— Extracted material —
==============================
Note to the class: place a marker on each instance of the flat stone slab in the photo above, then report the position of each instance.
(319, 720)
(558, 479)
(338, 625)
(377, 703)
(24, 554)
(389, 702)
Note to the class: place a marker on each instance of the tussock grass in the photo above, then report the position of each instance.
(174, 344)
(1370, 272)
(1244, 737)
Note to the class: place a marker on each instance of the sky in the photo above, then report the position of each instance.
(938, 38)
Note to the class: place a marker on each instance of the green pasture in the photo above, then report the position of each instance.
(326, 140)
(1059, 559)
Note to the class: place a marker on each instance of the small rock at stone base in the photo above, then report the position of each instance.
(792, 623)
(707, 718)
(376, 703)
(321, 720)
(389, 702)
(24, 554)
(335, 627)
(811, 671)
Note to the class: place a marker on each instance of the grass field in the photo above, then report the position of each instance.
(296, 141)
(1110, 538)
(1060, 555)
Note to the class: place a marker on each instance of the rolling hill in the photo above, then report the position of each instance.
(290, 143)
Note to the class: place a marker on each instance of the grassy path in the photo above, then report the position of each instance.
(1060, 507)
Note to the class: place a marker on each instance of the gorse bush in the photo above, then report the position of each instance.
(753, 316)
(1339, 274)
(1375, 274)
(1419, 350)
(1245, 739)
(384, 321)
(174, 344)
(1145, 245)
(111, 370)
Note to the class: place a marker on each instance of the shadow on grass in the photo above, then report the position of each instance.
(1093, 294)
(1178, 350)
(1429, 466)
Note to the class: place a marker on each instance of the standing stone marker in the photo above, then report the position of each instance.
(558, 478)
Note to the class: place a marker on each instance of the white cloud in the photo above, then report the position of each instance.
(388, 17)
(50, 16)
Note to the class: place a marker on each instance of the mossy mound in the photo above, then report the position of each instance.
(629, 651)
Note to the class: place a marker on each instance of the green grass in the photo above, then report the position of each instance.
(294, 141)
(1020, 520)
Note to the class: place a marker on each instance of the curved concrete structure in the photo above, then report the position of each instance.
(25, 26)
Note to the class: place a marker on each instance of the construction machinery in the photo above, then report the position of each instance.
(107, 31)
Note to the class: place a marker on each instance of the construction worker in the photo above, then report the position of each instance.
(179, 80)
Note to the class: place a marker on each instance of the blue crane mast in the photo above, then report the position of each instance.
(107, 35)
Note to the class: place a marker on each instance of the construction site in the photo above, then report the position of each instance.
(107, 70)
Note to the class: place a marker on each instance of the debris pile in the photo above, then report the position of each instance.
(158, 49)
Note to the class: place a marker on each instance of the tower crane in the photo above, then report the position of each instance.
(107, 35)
==============================
Copy out every one of the lines above word for word, in the same order.

Note to the class: place a marker on each instance of the flat stone slab in the photo above, then report the position of each instance.
(319, 720)
(558, 479)
(338, 625)
(377, 703)
(24, 554)
(389, 702)
Note to the class: place a marker on each instance of the tussock grass in the photo above, then report the position of each instance.
(174, 344)
(1370, 272)
(1244, 737)
Note to the class: place a marker on each instance of the sky in the photo above, then report the position of each instance.
(938, 38)
Note to the class: place a marker on each instance of the green pasture in the photo above, then report the position of each instance.
(326, 140)
(1059, 559)
Note to the class: place a marker on each instance of the small rock at stone base in the photo above, then report the position of each instance.
(792, 623)
(707, 718)
(376, 703)
(321, 720)
(389, 702)
(24, 554)
(335, 627)
(811, 671)
Note to the class: place a marker on each instance of the grass field in the photo above, then report the position of each instance.
(296, 141)
(1110, 538)
(1060, 555)
Note to the class: place a marker on each instance of the rolling hill in the photo above, then report the position of each instance.
(290, 143)
Note to the class: place a marker on each instance of the grassy path in the photo above, then report the position of each instance.
(1060, 507)
Note to the class: place a marker on each instance of the gorse bush in the photo above, then report the position of each instance.
(753, 316)
(1339, 274)
(1375, 274)
(1419, 350)
(1245, 739)
(384, 321)
(174, 344)
(1145, 245)
(111, 370)
Note to the class: place a marker on each instance of the shadow on grass in the photo above, then report the position of each instance.
(1093, 294)
(1178, 350)
(1429, 466)
Note to the class: place a marker on each instance of the standing stone marker in the photo above, then report the position of each instance.
(558, 478)
Note to the class: place a marker on each instance of the white cloud in the photo above, then report the position of each instance.
(388, 17)
(50, 16)
Note to the class: place a marker on each instance of the mossy mound in the photo above, then report the position of each instance.
(629, 651)
Note to the class: place a marker on each instance of the green grass in the photo above, then report the position of each instance.
(294, 141)
(1020, 520)
Note to the class: place a marker on each instance of the curved concrete structure in the photo above, then report the position of each instance.
(25, 26)
Note to the class: place a marker on each instance of the construction machinery in the photo above, then report the position of each instance.
(107, 31)
Note to the class: place a marker on each instance of the construction worker in the photo above, then report the position of each instance.
(179, 80)
Note to the class: place a marker on each instance of the blue crane mast in the photo above, then report the position of each instance.
(107, 35)
Note to the class: place a marker on each instance of the construction site in the photo above, then report the position of each instance.
(107, 70)
Note to the class: place a marker on each instance of the debris pile in the photo above, then report the position of each instance.
(158, 49)
Note to the class: place a marker on each instance of the tower crane in the photo above, then report the position of each instance.
(107, 35)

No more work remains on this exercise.